_Extracted text_
* * * * * * * * *

# Buy New PS4 Slim or Second Hand PS3?



## threeonethree (Aug 7, 2017)

Hi,

I have a 21.5 Inch 1080p Dell st2240L monitor and only a 1 Mbps broadband connection.I want to buy a console for gaming and play most of the must-play titles from the last two generations.I plan to buy a 4K TV in next few years when they hit mainstream .My choices are :-

1) New PS4 Slim at around 27K online. I want to play around 20-30 must play titles from last 5 years and also a few new upcoming ones. The cost of games alone will set me back by 50K-60K at least.

2) Second Hand PS3 from local shop for 19K. He promises to buy it back within 6 months and give back 13K. Also promises access to his game library containing 20-30 games for very cheap prices and also buy back those games as well. Promises 6 months warranty on the console. Though I am afraid if this is some kind of a scam.

Which one of these is a smarter choice?
I want to skip PS4 Pro for now and get a next gen console when get a big TV in next few years.


----------



## Xai (Aug 16, 2017)

Are you absolutely sure that you will get back 13K for the PS3? Secondly, how can the shopkeeper assure 6 month warranty?

In my opinion, it's better to go for the PS4 with the best suited bundle. If any of your friends have PS4, borrow a couple of titles from them as well.


----------

* * * * * * * * *

_Material_

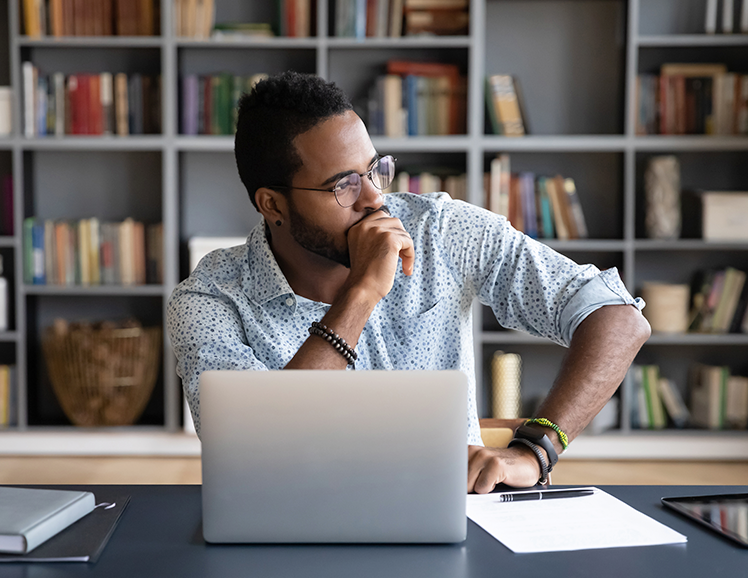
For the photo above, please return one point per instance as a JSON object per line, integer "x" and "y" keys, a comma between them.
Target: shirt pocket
{"x": 412, "y": 342}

* * * * * * * * *

Can you reproduce the whole forum thread on buying a new PS4 Slim or a second-hand PS3, word for word?

_Finished answer_
# Buy New PS4 Slim or Second Hand PS3?



## threeonethree (Aug 7, 2017)

Hi,

I have a 21.5 Inch 1080p Dell st2240L monitor and only a 1 Mbps broadband connection.I want to buy a console for gaming and play most of the must-play titles from the last two generations.I plan to buy a 4K TV in next few years when they hit mainstream .My choices are :-

1) New PS4 Slim at around 27K online. I want to play around 20-30 must play titles from last 5 years and also a few new upcoming ones. The cost of games alone will set me back by 50K-60K at least.

2) Second Hand PS3 from local shop for 19K. He promises to buy it back within 6 months and give back 13K. Also promises access to his game library containing 20-30 games for very cheap prices and also buy back those games as well. Promises 6 months warranty on the console. Though I am afraid if this is some kind of a scam.

Which one of these is a smarter choice?
I want to skip PS4 Pro for now and get a next gen console when get a big TV in next few years.


----------



## Xai (Aug 16, 2017)

Are you absolutely sure that you will get back 13K for the PS3? Secondly, how can the shopkeeper assure 6 month warranty?

In my opinion, it's better to go for the PS4 with the best suited bundle. If any of your friends have PS4, borrow a couple of titles from them as well.


----------